[Dataset rows on where objects appear]
□ □ □ □

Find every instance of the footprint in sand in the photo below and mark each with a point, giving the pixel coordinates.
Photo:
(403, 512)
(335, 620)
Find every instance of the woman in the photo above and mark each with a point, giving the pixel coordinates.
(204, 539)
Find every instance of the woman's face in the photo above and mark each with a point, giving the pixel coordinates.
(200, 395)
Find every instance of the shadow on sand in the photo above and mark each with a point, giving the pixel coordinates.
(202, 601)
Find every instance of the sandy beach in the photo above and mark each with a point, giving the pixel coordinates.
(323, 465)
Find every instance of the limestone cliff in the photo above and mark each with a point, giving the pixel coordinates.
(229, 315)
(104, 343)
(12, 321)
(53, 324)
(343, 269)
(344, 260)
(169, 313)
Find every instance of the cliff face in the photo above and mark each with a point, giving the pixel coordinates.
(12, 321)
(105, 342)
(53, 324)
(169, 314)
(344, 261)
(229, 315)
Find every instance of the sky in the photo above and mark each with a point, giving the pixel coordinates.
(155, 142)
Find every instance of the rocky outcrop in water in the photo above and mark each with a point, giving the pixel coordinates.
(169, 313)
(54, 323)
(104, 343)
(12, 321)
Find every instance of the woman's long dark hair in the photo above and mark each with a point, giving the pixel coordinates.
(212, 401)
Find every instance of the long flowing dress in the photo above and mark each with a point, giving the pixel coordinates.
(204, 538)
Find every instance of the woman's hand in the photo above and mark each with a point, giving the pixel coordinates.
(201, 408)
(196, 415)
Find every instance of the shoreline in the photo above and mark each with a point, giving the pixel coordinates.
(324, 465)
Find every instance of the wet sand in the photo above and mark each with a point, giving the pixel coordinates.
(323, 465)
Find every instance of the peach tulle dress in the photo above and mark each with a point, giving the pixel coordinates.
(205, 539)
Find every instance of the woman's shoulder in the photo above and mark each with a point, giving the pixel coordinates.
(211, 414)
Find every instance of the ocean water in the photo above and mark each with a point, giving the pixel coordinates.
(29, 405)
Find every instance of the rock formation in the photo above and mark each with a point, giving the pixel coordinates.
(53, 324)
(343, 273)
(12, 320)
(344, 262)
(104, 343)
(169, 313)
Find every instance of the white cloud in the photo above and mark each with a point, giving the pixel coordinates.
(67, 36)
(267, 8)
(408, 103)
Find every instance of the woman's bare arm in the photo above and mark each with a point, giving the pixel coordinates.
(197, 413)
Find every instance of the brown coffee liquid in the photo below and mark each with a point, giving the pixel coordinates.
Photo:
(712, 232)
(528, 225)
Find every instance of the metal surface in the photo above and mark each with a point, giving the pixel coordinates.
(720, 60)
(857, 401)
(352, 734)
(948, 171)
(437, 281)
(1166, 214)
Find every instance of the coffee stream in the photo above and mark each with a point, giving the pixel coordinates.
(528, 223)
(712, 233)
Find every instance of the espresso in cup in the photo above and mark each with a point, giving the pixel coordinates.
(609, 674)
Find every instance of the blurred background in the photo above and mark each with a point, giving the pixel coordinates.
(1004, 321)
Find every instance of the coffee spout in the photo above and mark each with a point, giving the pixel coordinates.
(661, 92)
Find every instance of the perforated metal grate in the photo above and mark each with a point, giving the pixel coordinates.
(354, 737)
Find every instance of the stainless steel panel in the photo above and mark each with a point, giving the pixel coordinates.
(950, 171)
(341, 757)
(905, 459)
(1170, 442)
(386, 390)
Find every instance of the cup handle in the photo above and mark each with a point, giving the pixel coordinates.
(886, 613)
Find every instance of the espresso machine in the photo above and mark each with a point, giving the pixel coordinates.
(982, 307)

□ □ □ □

*WHAT THIS TASK INVOLVES*. Go back to the listing above and please repeat it exactly.

*PROBLEM SOLUTION*.
Find every instance of the footprint in sand in the photo below and mark each with a point, giving the pixel coordinates.
Photo:
(403, 512)
(335, 620)
Find every instance of the woman in the photo above and mark each with a point, giving the pixel coordinates.
(204, 539)
Find every instance of the woman's face in the photo above and mark each with a point, giving the pixel coordinates.
(200, 395)
Find every instance of the shadow on sand in the photo above and mark each with a point, giving the pixel coordinates.
(202, 601)
Find every instance of the sandy beach in the photo above and mark each with a point, giving the pixel coordinates.
(323, 465)
Find every instance of the limestone cliff in the photo above and mark each with a point, giving the pixel coordinates.
(229, 315)
(104, 343)
(12, 321)
(53, 324)
(343, 269)
(344, 260)
(169, 313)
Find every instance of the cliff face in the photo above and mark each with a point, giving the pixel coordinates.
(12, 321)
(105, 342)
(53, 324)
(169, 314)
(344, 261)
(229, 315)
Find every instance of the sky in the photo above and mark each with a point, giving the pixel coordinates.
(155, 142)
Find every instance of the rocky outcrop in water in the photo above and mark each with a point, giving the pixel coordinates.
(169, 313)
(54, 323)
(104, 343)
(12, 321)
Find every instance of the woman's long dark hair in the photo above and mark each with a point, giving the pixel coordinates.
(212, 401)
Find every instance of the long flowing dress in the photo above and mark each with a point, giving the pixel coordinates.
(204, 538)
Find every instance of the woman's hand in the photo above and mark each with a point, giving the pixel coordinates.
(201, 408)
(196, 415)
Find every instance of the shoreline in the photo above and mark each with a point, giving the pixel coordinates.
(324, 465)
Find every instance of the wet sand in the photo above and mark each with a point, giving the pixel coordinates.
(323, 465)
Find every instance of the peach tulle dress in the photo above and mark each with a point, giving the pixel coordinates.
(205, 539)
Find every instance of the woman's shoulder in the photo above and mark each with a point, giving the pixel coordinates.
(211, 414)
Find every instance of the ocean water in the photo above and mark each with a point, giving the pixel coordinates.
(29, 405)
Find every instance of the rock formation in the photo above and mark each with a point, giving the pixel coordinates.
(53, 324)
(343, 273)
(12, 320)
(344, 262)
(104, 343)
(169, 313)
Find every instance of the white cloud in the photo above and mark each with a point, giving the pixel coordinates.
(67, 36)
(267, 8)
(408, 103)
Find every instance of the woman's bare arm in the photo above and mark each with a point, giving the pixel coordinates.
(197, 413)
Find every instance of the brown coffee liquid in the photo below and mark each with a point, giving the pixel coordinates.
Photo:
(712, 232)
(528, 225)
Find every instance of the metal surface in the photo above and mark each with a point, giving the pixel coordinates.
(720, 60)
(857, 401)
(352, 734)
(948, 171)
(437, 281)
(1166, 214)
Find every instance of the coffee stream in the photo above and mark each with a point, giving the pixel coordinates.
(528, 223)
(712, 233)
Find every instance of the espresso in cup in the photo above and mark each with a point, giving the pixel coordinates.
(609, 674)
Find every instance of the blurred background in the photo above and mark each with a point, giving the pixel coordinates.
(1004, 321)
Find every instance of the coffee spout in the photo above and mark each with a point, giving the pixel coordinates.
(661, 92)
Find every instance of the perforated metal grate in the photo above and mark each with a point, giving the pixel coordinates.
(354, 737)
Find every instance of the stainless steel panel in the photo above and mark each with a point, giving the pixel coordinates.
(950, 171)
(341, 757)
(905, 459)
(1170, 442)
(386, 390)
Find every instance of the cup handle in the photo above and mark each with a point, giving the pixel coordinates.
(886, 613)
Find every instance of the espresso machine in the photo above and mark each with a point, giving the pixel coordinates.
(982, 307)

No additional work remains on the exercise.